══ Input data

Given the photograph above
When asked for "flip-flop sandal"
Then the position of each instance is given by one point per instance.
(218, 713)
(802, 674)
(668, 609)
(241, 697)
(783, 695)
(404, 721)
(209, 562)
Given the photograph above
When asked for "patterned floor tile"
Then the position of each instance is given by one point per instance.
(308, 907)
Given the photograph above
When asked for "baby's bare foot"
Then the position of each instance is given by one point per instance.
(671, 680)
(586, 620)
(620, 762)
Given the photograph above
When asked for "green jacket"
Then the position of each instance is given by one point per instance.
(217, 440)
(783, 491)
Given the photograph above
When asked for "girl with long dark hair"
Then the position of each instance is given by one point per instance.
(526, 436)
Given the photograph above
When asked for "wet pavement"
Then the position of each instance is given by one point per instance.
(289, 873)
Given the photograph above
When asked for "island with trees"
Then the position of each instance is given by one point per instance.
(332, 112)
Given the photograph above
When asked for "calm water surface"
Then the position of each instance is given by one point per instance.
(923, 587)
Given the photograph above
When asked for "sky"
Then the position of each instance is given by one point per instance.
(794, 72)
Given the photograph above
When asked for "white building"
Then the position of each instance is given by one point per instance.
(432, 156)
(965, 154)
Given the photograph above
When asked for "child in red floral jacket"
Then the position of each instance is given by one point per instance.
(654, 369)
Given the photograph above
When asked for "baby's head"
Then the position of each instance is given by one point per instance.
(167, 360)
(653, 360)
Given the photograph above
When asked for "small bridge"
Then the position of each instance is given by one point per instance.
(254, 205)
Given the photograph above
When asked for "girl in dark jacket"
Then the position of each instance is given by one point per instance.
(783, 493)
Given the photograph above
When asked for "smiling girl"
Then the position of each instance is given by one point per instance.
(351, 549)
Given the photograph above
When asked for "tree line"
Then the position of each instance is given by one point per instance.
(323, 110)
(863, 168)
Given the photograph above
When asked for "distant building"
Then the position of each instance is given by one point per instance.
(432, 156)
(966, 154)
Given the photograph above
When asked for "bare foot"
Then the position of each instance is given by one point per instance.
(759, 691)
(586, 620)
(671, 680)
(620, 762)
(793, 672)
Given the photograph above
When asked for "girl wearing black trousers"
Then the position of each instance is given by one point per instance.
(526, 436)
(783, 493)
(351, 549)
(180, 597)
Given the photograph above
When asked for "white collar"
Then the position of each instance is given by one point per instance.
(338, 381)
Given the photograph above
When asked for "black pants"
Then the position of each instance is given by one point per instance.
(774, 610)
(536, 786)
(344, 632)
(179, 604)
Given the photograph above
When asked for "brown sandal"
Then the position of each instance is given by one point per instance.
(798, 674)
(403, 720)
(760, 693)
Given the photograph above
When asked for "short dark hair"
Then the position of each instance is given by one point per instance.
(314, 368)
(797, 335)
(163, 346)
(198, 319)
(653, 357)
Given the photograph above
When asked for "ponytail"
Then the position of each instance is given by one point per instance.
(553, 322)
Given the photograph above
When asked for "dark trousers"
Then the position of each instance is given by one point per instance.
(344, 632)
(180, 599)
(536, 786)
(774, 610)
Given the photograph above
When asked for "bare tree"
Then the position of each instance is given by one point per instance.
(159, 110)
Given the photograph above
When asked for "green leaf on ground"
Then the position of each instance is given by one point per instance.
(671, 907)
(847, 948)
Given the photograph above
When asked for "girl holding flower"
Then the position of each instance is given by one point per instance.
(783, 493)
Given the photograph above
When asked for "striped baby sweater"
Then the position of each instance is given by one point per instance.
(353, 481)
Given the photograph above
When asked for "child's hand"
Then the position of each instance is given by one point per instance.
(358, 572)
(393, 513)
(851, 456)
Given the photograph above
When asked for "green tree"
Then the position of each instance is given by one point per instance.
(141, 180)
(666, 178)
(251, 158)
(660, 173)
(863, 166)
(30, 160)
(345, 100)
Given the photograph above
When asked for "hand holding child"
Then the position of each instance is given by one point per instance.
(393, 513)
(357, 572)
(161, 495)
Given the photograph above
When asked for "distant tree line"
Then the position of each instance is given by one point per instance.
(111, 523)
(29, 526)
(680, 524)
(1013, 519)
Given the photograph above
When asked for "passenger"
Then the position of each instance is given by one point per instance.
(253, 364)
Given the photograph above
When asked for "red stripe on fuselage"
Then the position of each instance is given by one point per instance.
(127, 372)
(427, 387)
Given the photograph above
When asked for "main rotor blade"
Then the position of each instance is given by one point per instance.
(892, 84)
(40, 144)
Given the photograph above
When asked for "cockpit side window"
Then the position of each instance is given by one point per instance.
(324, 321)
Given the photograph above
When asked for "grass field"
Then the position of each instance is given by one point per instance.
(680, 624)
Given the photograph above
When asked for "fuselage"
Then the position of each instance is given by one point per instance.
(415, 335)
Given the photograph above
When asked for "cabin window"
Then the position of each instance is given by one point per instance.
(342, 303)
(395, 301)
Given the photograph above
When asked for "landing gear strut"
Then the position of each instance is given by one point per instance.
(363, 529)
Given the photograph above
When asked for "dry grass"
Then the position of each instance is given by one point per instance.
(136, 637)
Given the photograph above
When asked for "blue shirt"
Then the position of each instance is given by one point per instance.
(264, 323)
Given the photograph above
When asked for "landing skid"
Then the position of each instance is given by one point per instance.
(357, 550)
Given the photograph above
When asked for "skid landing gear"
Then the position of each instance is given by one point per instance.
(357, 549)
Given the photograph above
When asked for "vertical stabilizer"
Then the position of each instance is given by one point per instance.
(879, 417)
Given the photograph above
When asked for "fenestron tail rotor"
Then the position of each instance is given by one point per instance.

════

Work instruction: So that no detail is lost, give every line of the data again exactly.

Task result:
Given the photograph above
When asked for "flip-flop sandal"
Then the position of each instance is given by one point per instance.
(218, 713)
(802, 674)
(668, 609)
(241, 697)
(783, 695)
(404, 721)
(209, 562)
Given the photograph above
When asked for "patterned floor tile"
Then the position of each instance is given by one point per instance.
(308, 907)
Given the photograph above
When asked for "baby's bare foot"
Then the position of each instance is given by one point per instance.
(671, 680)
(586, 620)
(620, 762)
Given the photograph above
When asked for "green jacket"
Then the position of each instance is given by one point per instance.
(217, 440)
(783, 491)
Given the photograph above
When asked for "girl with long dark hair"
Then the position of each instance is given by one point per instance.
(526, 436)
Given the photograph above
When asked for "wet pavement"
Then the position of each instance is given by one point per instance.
(289, 873)
Given the photograph above
When asked for "island with trees"
Then the position of each instance is given by one point per instance.
(332, 112)
Given the photograph above
When asked for "calm water surface"
Then the position of each instance is given by one point per instance.
(923, 587)
Given the photograph above
When asked for "sky"
Then the position of each instance is given by one point per instance.
(794, 72)
Given the photograph above
When asked for "white building"
Then the position of each instance is given by one point per instance.
(432, 156)
(965, 154)
Given the photograph above
When asked for "child in red floral jacket"
Then the position of each instance is given by one point per instance.
(654, 369)
Given the photograph above
When asked for "baby's head"
Then the position of each instance is given by one point per instance.
(167, 360)
(653, 360)
Given the photograph above
When asked for "small bridge"
Then the position of each instance is given by one point per instance.
(254, 205)
Given the photograph above
When asked for "girl in dark jacket"
Then the position of each instance is given by one point per instance.
(783, 493)
Given the photograph above
When asked for "smiling girl"
Then the position of each instance is given by one point per instance.
(351, 549)
Given the photograph above
When asked for "tree line"
Then the position of each instance is given by one point per instance.
(323, 110)
(863, 168)
Given the photograph above
When asked for "distant building"
Then the position of each instance is given by one point per instance.
(432, 156)
(966, 154)
Given the photograph above
When asked for "bare foot"
Then the position of each instance is given by one point per instance.
(759, 691)
(586, 620)
(671, 680)
(620, 762)
(793, 672)
Given the photograph above
When asked for "girl wearing black trousers"
Then the position of each instance is given by one point per instance.
(526, 436)
(783, 493)
(351, 549)
(180, 597)
Given the photograph above
When asked for "white collar"
Then the position of each instance is given by one point per instance.
(338, 381)
Given the photograph above
When asked for "black pants"
Then the position of each instance is given by one point per instance.
(774, 610)
(536, 786)
(344, 632)
(179, 604)
Given the photograph above
When asked for "brown sandal"
Then the position of each instance is given by one point per instance.
(798, 674)
(403, 720)
(760, 693)
Given the photograph above
When asked for "short dark hair"
Then the position of each instance is given by one point per instance.
(314, 368)
(797, 335)
(163, 346)
(198, 319)
(653, 357)
Given the photograph above
When asked for "ponytail"
Then the position of each instance is given by one point per instance.
(553, 322)
Given the photograph above
When asked for "dark trousers"
Then the position of each instance is given by one point per instance.
(344, 632)
(180, 599)
(536, 786)
(774, 610)
Given the photograph above
When asked for "bare tree"
Then the position of each instance is given by one point per instance.
(159, 110)
Given the photograph above
When asked for "green leaf on ground"
Then the position of each instance is given by one point per instance.
(671, 907)
(847, 948)
Given the photograph above
When asked for "girl holding flower"
Then the position of each instance is given by one point per instance.
(783, 493)
Given the photograph above
When asked for "striped baby sweater"
Then the position of each instance is given by one point per instance.
(353, 481)
Given the photograph above
When asked for "child's hand"
Then the position of each instance is given by one point per instance.
(358, 572)
(393, 513)
(851, 456)
Given the photograph above
When asked for "green tree"
Then the position of each instance is given by one point per instance.
(141, 180)
(666, 178)
(251, 158)
(660, 173)
(863, 166)
(30, 160)
(345, 100)
Given the photograph above
When asked for "hand holding child"
Then the position of each instance is given by one point per instance.
(393, 513)
(357, 572)
(161, 495)
Given the photograph above
When asked for "distant tree line"
Then the position of each instance is given by one point per instance.
(111, 523)
(29, 526)
(680, 524)
(1013, 519)
Given the photograph above
When asked for "passenger"
Then the position of each instance is given by one point per instance.
(253, 364)
Given the photograph above
When asked for "red stripe on fuselage"
Then the position of each instance is given by one point per instance.
(127, 372)
(427, 387)
Given the photograph above
When asked for "main rotor blade"
Then the position of each instance is given by one point per instance.
(892, 84)
(40, 144)
Given the photograph above
When asked for "cockpit side window"
Then the position of each instance is given by one point per instance.
(324, 321)
Given the photograph above
When asked for "grass field"
Then the position of each instance is given by one point per instance.
(680, 624)
Given the photograph above
When asked for "fuselage"
Then the position of each instance is given by one point per instance.
(415, 335)
Given the photograph above
When asked for "cabin window"
Then the position of each instance is given by one point per instance.
(342, 303)
(395, 301)
Given the photograph above
When asked for "landing gear strut"
Then the position of each instance is given by one point per instance.
(363, 529)
Given the photograph above
When asked for "dry grass"
Then the position of each instance is given by one point per instance.
(136, 637)
Given the photograph above
When asked for "blue shirt"
Then the position of each instance is given by one point per instance.
(264, 323)
Given the photograph above
When asked for "landing skid"
Then the position of each instance is given by one point per instance.
(357, 550)
Given the photograph above
When asked for "skid landing gear"
Then the position of each instance is given by one point per instance.
(357, 549)
Given the photograph above
When asked for "vertical stabilizer"
Then the position of each instance is given by one point per instance.
(879, 417)
Given the photograph above
When asked for "fenestron tail rotor"
Then the position of each instance is given by one point per instance.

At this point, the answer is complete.